* GOALS
**A.** In the Impossible Whopper review, what did both tasters consider the main difference in the regular Whopper?
**B.** Continue the Impossible Whopper review from where it stops.

-- Start PASSAGE GIVEN --

In many ways, the dining landscape is a lot more challenging to navigate these days, both for diners and restaurants alike. Food allergies, intentional food choices and even politics play out on our forks and our plates. In many ways, we eat what we have time for and what can afford. Call it cuisine classism: Fast food is for working folks while organic, plant-based provisions are reserved for the privileged. Throw in some larger planetary concerns like climate change, the virtue-signalling (real or imagined) of very specific diets and even a cost-benefit analysis of the industrial meat industry, and it seems that sitting down to a meal among individuals with disparate stances can feel fraught—even daunting. As an omnivore, I don’t have strong personal feelings either for or against eating meat, but as a person who exists in the world with other people who won’t always agree, I believe that being considerate, and giving people options they are comfortable with is a commendable middle ground to seek out.

So why Burger King? Why fast food? Two reasons: The first time I tried an Impossible burger I was utterly convinced they’d gotten my order wrong! Secondly, without wading too far into the politics of climate change, it’s a question not of stance but rather of game theory for me. Forget who is right. The better question is what happens if we’re wrong? The answer—if you don’t believe in climate change and that position ends up being wrong—is destroying the only world we have. That, among other things, has me looking for ways to reduce my personal carbon footprint.

So kudos to Burger King for pulling off what feels like a significant step in a now-shifting paradigm. Because while there are Impossible burgers to be had at breweries and restaurants city-wide, cost can obviously be a barrier to entry. Most folks don’t want to gamble on a $12 non-burger when what they’re hungry for is a burger. But starting at $5.49, just a touch north of the regular Whopper (as tested, $6.69 with cheese and green chile), its low-cost territory to try out the theory. And it’s impact is scalable. Both had me convinced that it was worth some focused scrutiny.

So first up was a double-blind, side-by-side taste test. I had to know. I had to see if, indeed, they got my order wrong that first time. The set-up was pretty simple: Buy an Impossible Whopper and an original Whopper with identical toppings, ordered at the same time from the same spot. Then cut both in half, switch with your partner—keeping track of which of their sandwiches is which. Now both of you try each sandwich, with your eyes closed and a quick palate cleanse between, to note differences—and see if you can identify which ’wich is which. Repeat bites, with eyes open now, with comparative analysis in mind again.

The results? Both test subjects were correctly able to distinguish the Impossible Whopper from the regular Whopper, though both felt that it could truly only be done by tasting each side by side. If you had one, then had the other days later, you’d be hard-pressed to zero in on the differences. Both felt the regular Whopper had a texture—maybe even the slightest bit of gristle—as the main difference, along with a subtle preservative-type umami note. The Impossible Whopper, while a pretty darn spot-on approximation of the leaded version, is obviously made up of more things, adding a touch more interest to track in the overall bite. It also "eats" just the smallest touch "lighter" as a sandwich, despite the Impossible Whopper looking and grilling darker and possibly even remaining thicker. I encourage everyone to try the test themselves because (and I’m as surprised as anyone to say this) I prefer the Impossible Whopper to the regular one.

-- End PASSAGE GIVEN --
-- Start DATA SHOWN --

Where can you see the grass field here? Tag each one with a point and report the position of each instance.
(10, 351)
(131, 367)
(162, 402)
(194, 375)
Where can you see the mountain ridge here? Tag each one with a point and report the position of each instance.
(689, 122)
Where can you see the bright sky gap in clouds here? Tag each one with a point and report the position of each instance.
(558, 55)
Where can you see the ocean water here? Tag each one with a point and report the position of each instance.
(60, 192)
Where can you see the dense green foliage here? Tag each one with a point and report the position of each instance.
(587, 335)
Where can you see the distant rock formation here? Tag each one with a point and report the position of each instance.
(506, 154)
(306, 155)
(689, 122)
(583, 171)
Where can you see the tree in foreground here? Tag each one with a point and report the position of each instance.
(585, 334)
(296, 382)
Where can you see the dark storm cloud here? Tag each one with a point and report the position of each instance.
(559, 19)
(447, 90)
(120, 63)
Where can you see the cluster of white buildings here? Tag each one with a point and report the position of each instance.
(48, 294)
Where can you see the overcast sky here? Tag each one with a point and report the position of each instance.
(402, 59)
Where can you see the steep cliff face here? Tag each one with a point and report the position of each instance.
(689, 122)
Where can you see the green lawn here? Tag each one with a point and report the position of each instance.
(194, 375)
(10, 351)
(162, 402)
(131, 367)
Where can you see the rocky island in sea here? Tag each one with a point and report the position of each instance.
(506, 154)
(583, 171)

-- End DATA SHOWN --
-- Start DATA SHOWN --

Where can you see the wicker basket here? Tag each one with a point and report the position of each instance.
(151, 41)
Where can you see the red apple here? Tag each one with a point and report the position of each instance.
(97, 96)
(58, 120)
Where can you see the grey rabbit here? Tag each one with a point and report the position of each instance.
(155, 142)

-- End DATA SHOWN --

* ANSWERS TO THE PROBLEMS
**A.** They both noted its texture, possibly with the slightest bit of gristle, along with a subtle preservative-type umami note.

**B.**
As an additional test on consistency, I tried Impossible Whoppers from a few different locations, dining in and driving-through. As is typical of the fast-food experience, there was no real difference in the food—with locations delivering the product their giant corporate conglomerate demands—though of course there are human differences in staff. As Joe Pesci’s character in
Lethal Weapon 2 is often quoted regarding drive-thrus, "You’ll be miles away before you find out" they didn’t give you your damn onion rings. Again, as a person who exists in the world with other people, I can’t get too worked up over that. We know what we’re getting when we choose to eat fast food, and it’s typically the ease and the cost that justify the decision. It does bear mentioning that, as far as fresh toppings like tomatoes and onions go, Burger King does them as well as anyone in fast food.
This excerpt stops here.